- _Job 1_: Pull out each line of the entries below that contains the word "point".

Friday, February 17, 2012

Halloween 2: Feburary 10 (approximately)




Because you just can't get enough of a good thing. And some other holidays are just too scary.

The missus and I threw a Halloween 2 party for our and mostly my friends. It was our and mostly my idea, because Valentine's Day is silly, a scam, offensive, fraudulent, and way too pink for a man as butch as I am. So we picked a Friday night because I have to work Saturday nights, invited all the people we thought would come and then some we hoped might. Although we forgot about her cousins- darn. And I made it a pot luck so we and mostly I would not have to cook everything. The day before we whipped up a half order (75 cookies) of gingerbread hippos, dinosaurs, and elephants with my cute cutter shapes, then decorated them with sprinkles and Teresa's fine from-scratch frosting. They were cute. Then we put together a spooky haunted house gingerbread kit I bought on clearance in November and tucked away for a rainy day because you never know when a Halloween might attack you suddenly- just look how many sequels there are by that very name.

For our dinner contribution, I made my famous Chinese slow pork which normally goes on tostadas or fresh-fried tortillas from scratch, but was just a stand alone. Chinese aromatic spices, brown sugar and green diced chiles. It was as usual a big hit and provided left-overs. Goes great in a salad, an omelette, or over pasta or rice. Teresa boiled a box of "Mother In Law's Tongue" pasta I bought at a World Market store- $6.98 a pound- but fun. It was so pricey that I had saved it for 3 years. The best by date was a 2010. Whoops. But it was still fresh. It is dried after all. And a popular hit. Pictured above.

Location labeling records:
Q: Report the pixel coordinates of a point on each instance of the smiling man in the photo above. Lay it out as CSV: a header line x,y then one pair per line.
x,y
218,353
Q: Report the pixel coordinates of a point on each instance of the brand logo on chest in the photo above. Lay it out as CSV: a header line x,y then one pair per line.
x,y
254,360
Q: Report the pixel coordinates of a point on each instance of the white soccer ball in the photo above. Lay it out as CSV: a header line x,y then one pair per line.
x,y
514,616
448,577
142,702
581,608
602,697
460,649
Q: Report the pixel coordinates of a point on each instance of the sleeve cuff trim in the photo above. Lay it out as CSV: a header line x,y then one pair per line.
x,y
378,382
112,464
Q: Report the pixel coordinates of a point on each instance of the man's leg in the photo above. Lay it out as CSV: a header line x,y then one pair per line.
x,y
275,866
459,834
...
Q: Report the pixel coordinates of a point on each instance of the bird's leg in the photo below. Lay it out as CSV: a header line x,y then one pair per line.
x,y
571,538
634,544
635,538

- _Job 2_: Continue the blog post about the Halloween 2 party, starting right after its final sentence.

- _Answer 1_:
Q: Report the pixel coordinates of a point on each instance of the smiling man in the photo above. Lay it out as CSV: a header line x,y then one pair per line.
Q: Report the pixel coordinates of a point on each instance of the brand logo on chest in the photo above. Lay it out as CSV: a header line x,y then one pair per line.
Q: Report the pixel coordinates of a point on each instance of the white soccer ball in the photo above. Lay it out as CSV: a header line x,y then one pair per line.
Q: Report the pixel coordinates of a point on each instance of the sleeve cuff trim in the photo above. Lay it out as CSV: a header line x,y then one pair per line.
Q: Report the pixel coordinates of a point on each instance of the man's leg in the photo above. Lay it out as CSV: a header line x,y then one pair per line.
Q: Report the pixel coordinates of a point on each instance of the bird's leg in the photo below. Lay it out as CSV: a header line x,y then one pair per line.

- _Answer 2_:
We had 10 total come, and no one else dressed up, but I made them wish they had with my magnificent full-body spandex that only complete confidence can carry off. I told them before changing that I was going to shame them into wishing they were more fun and had worn costumes, despite being so heavily outnumbered. And I did it. Just like I had at work for the 2 day costume contest when I went as hairy, angry, loner with a heart of gold and a high sense of honor, and much baggage of all sorts who has bad dreams, X-Man Wolverine on Day 1 and then a hooded Ninja on day 2 with kitana and the line of my underwear very visible from the tightness of the body suit. And few others dressed up. But I did get a new fake work girlfriend out of it. This one is married with 4 children and has a perfect attitude. She asked me why my friends weren't around much anymore so I said, "well I wasn't going to tell you, and they haven't said anything to me, but they all think we're having an affair and want to be left alone." So she worried for about 5 seconds and then got annoyed for 5 more, then said, "we should egg this on! It'll be fun." With me going on a 2 week vacation we both knew people would really start to talk and wonder so we started inventing stories, and were even finishing one another's sentences: tell everyone I made a pass at you after talking you into carpooling one day...and then I slapped you...yeah!...and you slashed my tires...what a jerk I am!...I know! So you were fired...bummer!...No I'll be the desperate one. I begged you to run away with me...so I used all my vacation time to get away from you and hope it all was better when I came back...that's believable!

Ah good times. She's much better at coping with social attention than my under-aged fake work girlfriend was.

Teresa was a Bandito, though she failed to look menacing with her toy water pistol, tiny guitar that has only one string short enough to pluck and tune (it snapped by the way when she tried to play a one note song), and bright smile. But she pulled off the Guy Fawkes mustache pretty darn sexily, if I dare admit.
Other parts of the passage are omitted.